* [Short problem]: Copy out verbatim the rows below, everything from the row containing "roof in this photo." down to the last row, including both of those rows and nothing else.

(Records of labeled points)
◇ ◇ ◇ ◇

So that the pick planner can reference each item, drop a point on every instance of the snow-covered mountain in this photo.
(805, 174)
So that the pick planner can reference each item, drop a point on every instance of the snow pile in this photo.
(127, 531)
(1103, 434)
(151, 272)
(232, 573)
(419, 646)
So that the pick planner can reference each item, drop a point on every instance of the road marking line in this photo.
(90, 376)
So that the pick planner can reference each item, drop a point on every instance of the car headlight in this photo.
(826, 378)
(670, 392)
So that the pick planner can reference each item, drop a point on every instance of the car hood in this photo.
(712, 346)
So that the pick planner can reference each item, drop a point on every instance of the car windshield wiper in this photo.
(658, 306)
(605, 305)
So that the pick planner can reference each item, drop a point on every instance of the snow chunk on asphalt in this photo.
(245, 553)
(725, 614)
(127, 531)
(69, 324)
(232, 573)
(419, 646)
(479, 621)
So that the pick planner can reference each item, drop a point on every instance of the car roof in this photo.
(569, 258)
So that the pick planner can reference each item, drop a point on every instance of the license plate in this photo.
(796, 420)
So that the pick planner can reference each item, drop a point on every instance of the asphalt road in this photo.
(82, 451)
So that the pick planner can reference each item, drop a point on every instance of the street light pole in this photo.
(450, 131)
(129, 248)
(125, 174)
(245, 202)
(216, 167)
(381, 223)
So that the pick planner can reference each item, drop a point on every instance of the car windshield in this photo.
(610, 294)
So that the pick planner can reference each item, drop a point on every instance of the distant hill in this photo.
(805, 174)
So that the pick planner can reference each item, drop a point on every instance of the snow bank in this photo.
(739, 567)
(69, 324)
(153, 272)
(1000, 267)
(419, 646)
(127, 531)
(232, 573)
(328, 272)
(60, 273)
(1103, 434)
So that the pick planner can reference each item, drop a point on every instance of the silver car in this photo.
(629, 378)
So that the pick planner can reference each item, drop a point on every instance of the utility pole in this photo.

◇ ◇ ◇ ◇

* [Task result]:
So that the pick planner can reference each item, drop a point on every instance of the car roof in this photo.
(569, 258)
So that the pick planner can reference each item, drop a point on every instance of the license plate in this photo.
(796, 420)
So that the pick planner can reference each item, drop a point on every instance of the asphalt road in this photo.
(82, 451)
So that the pick planner can reference each item, drop a point on every instance of the street light pole in this photo.
(450, 131)
(129, 248)
(125, 174)
(245, 202)
(216, 167)
(381, 223)
So that the pick planner can reference each item, drop a point on every instance of the car windshield in this photo.
(610, 294)
So that the pick planner can reference each item, drop a point on every instance of the distant hill in this photo.
(805, 174)
So that the pick planner can reference each item, drop a point on every instance of the snow bank in this photo.
(739, 567)
(69, 324)
(153, 272)
(1000, 267)
(419, 646)
(127, 531)
(232, 573)
(328, 272)
(60, 273)
(1103, 434)
So that the pick planner can reference each item, drop a point on every instance of the silver car in this photo.
(629, 378)
So that the pick planner can reference each item, drop a point on every instance of the utility pole in this photo.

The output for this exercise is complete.